● Brief
Render the material as a numbered list, starting at the line that contains "Task: Where can the tree trunk" and ending at the line that contains "[[195, 108]]". Leave out any blank lines.
** Start **
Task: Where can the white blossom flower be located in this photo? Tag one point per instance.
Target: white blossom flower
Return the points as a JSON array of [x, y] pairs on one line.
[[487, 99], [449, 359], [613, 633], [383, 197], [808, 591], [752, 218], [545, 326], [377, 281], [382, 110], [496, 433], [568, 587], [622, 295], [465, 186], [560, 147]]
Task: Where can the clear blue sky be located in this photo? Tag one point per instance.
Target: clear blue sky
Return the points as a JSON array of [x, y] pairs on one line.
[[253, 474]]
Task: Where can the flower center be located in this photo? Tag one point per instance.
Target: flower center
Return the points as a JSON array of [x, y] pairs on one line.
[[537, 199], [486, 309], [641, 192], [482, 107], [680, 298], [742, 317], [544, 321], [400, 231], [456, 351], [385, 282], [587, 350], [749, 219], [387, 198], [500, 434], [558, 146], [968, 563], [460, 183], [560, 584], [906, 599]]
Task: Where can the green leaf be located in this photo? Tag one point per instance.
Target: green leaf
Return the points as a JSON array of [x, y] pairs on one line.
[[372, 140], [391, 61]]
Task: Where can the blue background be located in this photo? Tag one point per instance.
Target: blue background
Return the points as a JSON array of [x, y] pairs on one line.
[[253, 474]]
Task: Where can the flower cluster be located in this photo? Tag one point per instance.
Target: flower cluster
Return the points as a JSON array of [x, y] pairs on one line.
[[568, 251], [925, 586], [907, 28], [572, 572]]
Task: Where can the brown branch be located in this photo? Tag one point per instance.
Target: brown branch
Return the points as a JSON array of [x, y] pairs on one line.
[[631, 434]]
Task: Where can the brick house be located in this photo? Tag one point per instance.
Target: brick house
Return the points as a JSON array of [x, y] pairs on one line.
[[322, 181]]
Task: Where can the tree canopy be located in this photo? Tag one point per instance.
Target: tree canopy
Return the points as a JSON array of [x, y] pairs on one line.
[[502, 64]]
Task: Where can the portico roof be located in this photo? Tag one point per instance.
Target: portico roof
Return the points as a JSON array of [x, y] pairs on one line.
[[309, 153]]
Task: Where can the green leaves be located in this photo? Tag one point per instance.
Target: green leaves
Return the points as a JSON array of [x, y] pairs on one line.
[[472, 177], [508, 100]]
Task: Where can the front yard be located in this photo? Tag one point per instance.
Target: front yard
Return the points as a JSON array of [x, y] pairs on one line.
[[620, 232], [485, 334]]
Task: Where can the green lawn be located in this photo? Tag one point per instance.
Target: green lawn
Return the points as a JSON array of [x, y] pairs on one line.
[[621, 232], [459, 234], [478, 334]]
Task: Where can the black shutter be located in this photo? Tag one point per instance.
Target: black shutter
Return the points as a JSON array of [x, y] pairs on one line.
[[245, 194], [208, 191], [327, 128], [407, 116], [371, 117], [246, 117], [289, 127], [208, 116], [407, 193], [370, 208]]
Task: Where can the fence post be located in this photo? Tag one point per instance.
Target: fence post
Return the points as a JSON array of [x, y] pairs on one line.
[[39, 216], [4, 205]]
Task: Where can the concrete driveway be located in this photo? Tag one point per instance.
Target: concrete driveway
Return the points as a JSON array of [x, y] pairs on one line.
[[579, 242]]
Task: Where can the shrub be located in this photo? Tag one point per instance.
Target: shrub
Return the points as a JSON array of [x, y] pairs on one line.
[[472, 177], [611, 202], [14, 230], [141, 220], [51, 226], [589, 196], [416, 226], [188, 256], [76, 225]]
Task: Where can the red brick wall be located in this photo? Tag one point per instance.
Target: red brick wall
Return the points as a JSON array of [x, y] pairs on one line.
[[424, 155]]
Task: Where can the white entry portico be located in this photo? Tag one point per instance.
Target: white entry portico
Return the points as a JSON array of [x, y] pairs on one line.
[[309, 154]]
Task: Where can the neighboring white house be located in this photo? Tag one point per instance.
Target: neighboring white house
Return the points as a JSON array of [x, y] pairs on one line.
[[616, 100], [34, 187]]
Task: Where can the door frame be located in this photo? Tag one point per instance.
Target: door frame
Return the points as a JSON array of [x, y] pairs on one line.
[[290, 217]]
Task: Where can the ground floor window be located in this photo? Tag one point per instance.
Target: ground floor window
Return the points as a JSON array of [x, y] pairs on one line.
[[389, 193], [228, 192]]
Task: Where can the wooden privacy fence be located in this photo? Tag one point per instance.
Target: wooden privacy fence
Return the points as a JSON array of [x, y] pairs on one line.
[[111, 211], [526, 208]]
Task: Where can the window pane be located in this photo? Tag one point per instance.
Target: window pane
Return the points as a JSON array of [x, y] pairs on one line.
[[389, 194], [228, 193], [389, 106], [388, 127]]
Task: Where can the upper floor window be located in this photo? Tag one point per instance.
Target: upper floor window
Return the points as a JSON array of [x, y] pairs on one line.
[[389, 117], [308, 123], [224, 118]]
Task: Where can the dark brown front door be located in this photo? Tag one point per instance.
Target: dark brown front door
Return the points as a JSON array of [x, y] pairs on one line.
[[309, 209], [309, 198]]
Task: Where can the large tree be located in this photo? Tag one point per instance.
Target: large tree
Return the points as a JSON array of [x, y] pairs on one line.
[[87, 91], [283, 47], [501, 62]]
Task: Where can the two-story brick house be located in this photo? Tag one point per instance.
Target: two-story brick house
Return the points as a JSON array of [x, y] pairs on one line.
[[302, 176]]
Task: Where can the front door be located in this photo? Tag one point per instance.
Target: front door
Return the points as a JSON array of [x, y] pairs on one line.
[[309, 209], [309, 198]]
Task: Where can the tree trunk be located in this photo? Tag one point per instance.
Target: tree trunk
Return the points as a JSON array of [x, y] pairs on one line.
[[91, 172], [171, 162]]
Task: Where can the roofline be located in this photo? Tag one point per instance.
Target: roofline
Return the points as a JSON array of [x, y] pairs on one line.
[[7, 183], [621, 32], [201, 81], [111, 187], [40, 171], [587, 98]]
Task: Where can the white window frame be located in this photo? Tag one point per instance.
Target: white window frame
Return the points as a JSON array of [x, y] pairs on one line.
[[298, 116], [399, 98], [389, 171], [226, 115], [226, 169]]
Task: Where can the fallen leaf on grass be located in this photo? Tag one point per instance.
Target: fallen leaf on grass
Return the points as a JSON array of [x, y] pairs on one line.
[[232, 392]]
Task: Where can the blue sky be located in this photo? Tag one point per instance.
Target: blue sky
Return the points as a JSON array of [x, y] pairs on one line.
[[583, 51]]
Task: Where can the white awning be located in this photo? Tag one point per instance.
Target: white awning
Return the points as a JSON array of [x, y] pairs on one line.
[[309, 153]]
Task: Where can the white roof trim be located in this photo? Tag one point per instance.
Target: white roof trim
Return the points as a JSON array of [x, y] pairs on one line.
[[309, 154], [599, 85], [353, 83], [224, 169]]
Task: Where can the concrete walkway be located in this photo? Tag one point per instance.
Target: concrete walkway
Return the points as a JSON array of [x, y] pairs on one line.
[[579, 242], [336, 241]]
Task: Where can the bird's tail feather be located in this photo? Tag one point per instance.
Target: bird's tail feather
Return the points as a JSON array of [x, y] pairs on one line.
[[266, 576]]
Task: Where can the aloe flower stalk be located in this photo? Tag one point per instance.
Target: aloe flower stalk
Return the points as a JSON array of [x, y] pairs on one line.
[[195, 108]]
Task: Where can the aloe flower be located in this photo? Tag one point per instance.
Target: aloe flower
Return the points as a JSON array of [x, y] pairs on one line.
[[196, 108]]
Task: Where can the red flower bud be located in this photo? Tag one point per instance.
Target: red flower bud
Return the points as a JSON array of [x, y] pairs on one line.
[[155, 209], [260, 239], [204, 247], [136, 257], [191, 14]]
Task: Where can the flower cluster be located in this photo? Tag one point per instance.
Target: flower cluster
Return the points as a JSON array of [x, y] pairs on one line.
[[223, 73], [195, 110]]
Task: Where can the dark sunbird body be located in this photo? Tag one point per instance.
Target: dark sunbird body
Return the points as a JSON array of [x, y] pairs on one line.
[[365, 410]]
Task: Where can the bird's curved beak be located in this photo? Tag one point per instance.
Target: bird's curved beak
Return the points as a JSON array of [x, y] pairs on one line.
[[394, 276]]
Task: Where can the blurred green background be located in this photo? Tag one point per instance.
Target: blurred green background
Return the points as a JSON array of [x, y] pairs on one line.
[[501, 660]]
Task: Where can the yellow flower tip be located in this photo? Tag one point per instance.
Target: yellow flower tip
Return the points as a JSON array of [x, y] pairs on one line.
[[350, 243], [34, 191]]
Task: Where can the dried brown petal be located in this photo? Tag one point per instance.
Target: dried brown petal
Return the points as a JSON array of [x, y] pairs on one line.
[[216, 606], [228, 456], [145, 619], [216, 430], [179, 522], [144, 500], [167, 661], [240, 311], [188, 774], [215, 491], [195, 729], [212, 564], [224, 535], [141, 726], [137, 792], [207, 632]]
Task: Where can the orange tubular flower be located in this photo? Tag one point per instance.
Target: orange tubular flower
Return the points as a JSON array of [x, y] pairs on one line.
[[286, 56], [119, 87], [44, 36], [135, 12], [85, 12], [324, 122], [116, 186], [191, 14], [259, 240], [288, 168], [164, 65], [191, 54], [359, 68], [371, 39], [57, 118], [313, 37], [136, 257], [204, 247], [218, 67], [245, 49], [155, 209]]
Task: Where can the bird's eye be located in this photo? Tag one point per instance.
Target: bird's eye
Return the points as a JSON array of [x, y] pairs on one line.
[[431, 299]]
** End **
● Exercise result
1. Task: Where can the tree trunk be located in this photo? Tag one point per instance.
2. Target: tree trunk
3. Return the points as a JSON array of [x, y] pairs on one line.
4. [[91, 172], [171, 162]]
5. Task: Where can the roofline be located in this photo? Tag one point per instance.
6. Target: roofline
7. Return the points as a JSON array of [x, y] pairs on one line.
8. [[7, 183], [621, 32], [201, 81], [111, 187], [40, 171], [587, 98]]
9. Task: Where can the white window frame be located in this photo? Tag one point per instance.
10. Target: white window frame
11. Return the points as a JSON array of [x, y] pairs on one line.
12. [[298, 116], [399, 98], [389, 171], [226, 115], [226, 169]]
13. Task: Where can the fallen leaf on grass be located in this photo? Tag one point per instance.
14. Target: fallen leaf on grass
15. Return the points as a JSON array of [x, y] pairs on one line.
16. [[232, 392]]
17. Task: Where can the blue sky be located in this photo? Tag one point per instance.
18. Target: blue sky
19. Return the points as a JSON array of [x, y] pairs on one line.
20. [[583, 51]]
21. Task: Where can the white awning be located in this photo? Tag one point per instance.
22. Target: white awning
23. Return the points as a JSON array of [x, y] pairs on one line.
24. [[309, 153]]
25. Task: Where can the white roof trim be located in this photo? Tag one point per instance.
26. Target: white roof trim
27. Return the points as a JSON array of [x, y] pairs on one line.
28. [[309, 154], [599, 85], [353, 83], [224, 169]]
29. Task: Where can the concrete walkway be located in this photo? Tag one point per instance.
30. Target: concrete walkway
31. Return the points as a JSON array of [x, y] pairs on one line.
32. [[579, 242], [336, 241]]
33. Task: Where can the bird's tail feather be located in this photo? Tag one point per instance.
34. Target: bird's tail feather
35. Return the points as a JSON array of [x, y] pairs on one line.
36. [[266, 576]]
37. Task: Where can the aloe flower stalk be located in this photo? Tag one point per instance.
38. Target: aloe flower stalk
39. Return the points as a JSON array of [x, y] pairs on one line.
40. [[195, 108]]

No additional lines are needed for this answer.